*Поставленная цель 1*: Сколько времени, согласно отрывку о покосе в Яновке, Мутузок работает в Яновке?
*Поставленная цель 2*: Продолжите отрывок о покосе в Яновке, начав сразу после его последнего предложения.

*Выбранный отрывок*:
• • • • • • •

Но от волнения я даже не соображаю, где она, эта самая пятка, и носок на третьем взмахе уходит в землю.
– Эге, так и косе скоро погибель, – говорит Архип, – вы у отца поучитесь.
Я чувствую на себе насмешливые глаза смуглой и пыльной вязальницы и тороплюсь выбраться из рядов со своим гербом на картузе, из-под которого струится пот.
– Иди лучше к мамаше пряники есть, – слышу я за спиной издевательский голос Мутузка. Я знаю этого черного, как сапог, косаря: он работает в Яновке третий год, посельник, ловкач, на язык дерзок, про хозяев порою говорил в прошлом году, нарочито при мне, нехорошие, но меткие слова. Мутузок нравится мне ловкостью и смелостью и в то же время вызывает бессильную ненависть своей разухабистой издевкой. Мне хочется сказать что-то такое, чтоб покорить Мутузка на свою сторону, или, наоборот, повелительно оборвать его, но я не знаю такого слова.
Приехав с поля, вижу у порога нашего дома босую женщину. Она сидит возле камня, опершись о стену, не решается сесть на камень, – это мать полуумного подпаска Игнатки. Она пришла за семь верст за рублем, но дома нет никого и некому дать рубль. Она будет ждать до вечера. Что-то щемит у меня сердце при взгляде на эту фигуру, которая воплощает нищету и безропотность.

• • • • • • •

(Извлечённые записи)
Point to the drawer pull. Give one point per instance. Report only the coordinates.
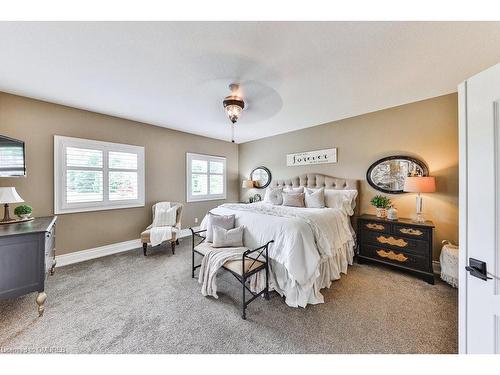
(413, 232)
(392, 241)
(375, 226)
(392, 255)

• • • • • • •

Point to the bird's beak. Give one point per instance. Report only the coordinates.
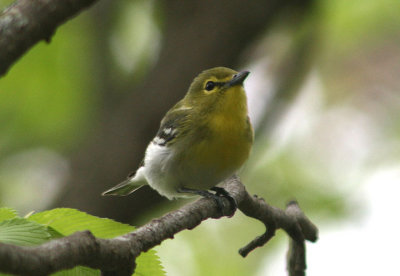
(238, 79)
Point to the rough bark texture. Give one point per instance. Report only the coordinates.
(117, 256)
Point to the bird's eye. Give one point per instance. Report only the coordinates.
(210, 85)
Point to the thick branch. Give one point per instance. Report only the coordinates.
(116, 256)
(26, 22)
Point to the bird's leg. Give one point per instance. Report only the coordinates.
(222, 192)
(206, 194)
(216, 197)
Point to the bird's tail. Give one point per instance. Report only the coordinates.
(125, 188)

• • • • • • •

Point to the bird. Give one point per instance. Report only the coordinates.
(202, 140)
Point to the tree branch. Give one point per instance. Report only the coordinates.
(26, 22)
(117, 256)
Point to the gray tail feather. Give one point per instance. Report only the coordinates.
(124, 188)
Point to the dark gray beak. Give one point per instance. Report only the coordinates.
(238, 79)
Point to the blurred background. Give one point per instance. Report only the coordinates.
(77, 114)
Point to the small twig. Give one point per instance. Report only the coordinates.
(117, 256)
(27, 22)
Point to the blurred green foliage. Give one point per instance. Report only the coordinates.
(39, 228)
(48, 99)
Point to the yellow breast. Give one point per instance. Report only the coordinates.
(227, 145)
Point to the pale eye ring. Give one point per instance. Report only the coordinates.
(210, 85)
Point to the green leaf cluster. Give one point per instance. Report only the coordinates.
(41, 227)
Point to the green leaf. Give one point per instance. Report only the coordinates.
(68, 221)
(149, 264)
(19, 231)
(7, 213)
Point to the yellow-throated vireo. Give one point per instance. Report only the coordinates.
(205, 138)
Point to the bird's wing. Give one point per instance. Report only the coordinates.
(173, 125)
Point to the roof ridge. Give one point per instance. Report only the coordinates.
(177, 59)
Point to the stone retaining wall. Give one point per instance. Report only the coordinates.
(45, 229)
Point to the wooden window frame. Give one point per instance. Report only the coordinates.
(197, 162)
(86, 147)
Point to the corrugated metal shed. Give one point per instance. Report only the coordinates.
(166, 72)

• • • • • • •

*Письменный ответ 1*: Третий год.

*Письменный ответ 2*:
Через год дело не стало лучше, наоборот. Возвращаясь с крокета, я встретил во дворе отца, который только что прибыл с поля, усталый и раздраженный, весь в пыли, а за ним переставлял босые ноги с черными пятками пегий мужичок. «Отпустите, ради бога, корову», – просил он и клялся, что не пустит ее больше в хлеба. Отец отвечал: «Корова твоя съест на гривенник, а убытку сделает на десять рублей». Мужичок повторял свое, и в мольбе его звучала ненависть. Сцена эта потрясла меня всего, насквозь, до последних фибр в теле. Крокетное настроение, вынесенное с площадки меж грушевыми деревьями, где я победоносно разгромил сестер, сменилось сразу острым отчаянием. Я прошмыгнул мимо отца, пробрался в спальню, упал ничком на кровать и самозабвенно плакал, несмотря на билет ученика второго класса. Отец прошел через сени в столовую, за ним прошлепал до порога мужичок. Слышались голоса. Потом мужичок ушел. Пришла с мельницы мать, я различал ее голос, слышал, как стали готовить тарелки к обеду, как мать окликала меня… Я не отзывался и плакал. Слезы приобрели в конце концов вкус блаженства. Открылась дверь, и надо мною наклонилась мать:
– Чего ты, Левочка? – Я не отвечал. Мать о чем-то пошепталась с отцом.
– Ты из-за этого мужика? Так ему корову вернули и штрафа с него не взяли.
– Я совсем не из-за этого, – ответил я из-под подушки, мучительно стыдясь причины своих слез.
– И штрафа с него не взяли, – продолжала настаивать мать.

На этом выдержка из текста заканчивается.